** Start of Supplied records **
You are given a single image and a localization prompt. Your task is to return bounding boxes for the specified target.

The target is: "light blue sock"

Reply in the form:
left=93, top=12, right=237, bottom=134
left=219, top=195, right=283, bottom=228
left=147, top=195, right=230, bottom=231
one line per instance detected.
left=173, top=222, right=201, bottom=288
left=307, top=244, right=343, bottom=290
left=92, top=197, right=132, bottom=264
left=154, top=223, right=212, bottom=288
** End of Supplied records **
Set problem
Retype the lines in these entries exactly, without changing anything.

Correct response
You are given a single image and a localization prompt. Your task is to return bounding boxes for the specified target.

The target is: "light blue sock"

Reply in the form:
left=93, top=12, right=237, bottom=134
left=219, top=195, right=283, bottom=228
left=147, top=195, right=230, bottom=231
one line per instance detected.
left=173, top=222, right=201, bottom=288
left=307, top=244, right=343, bottom=290
left=92, top=197, right=132, bottom=264
left=154, top=223, right=212, bottom=288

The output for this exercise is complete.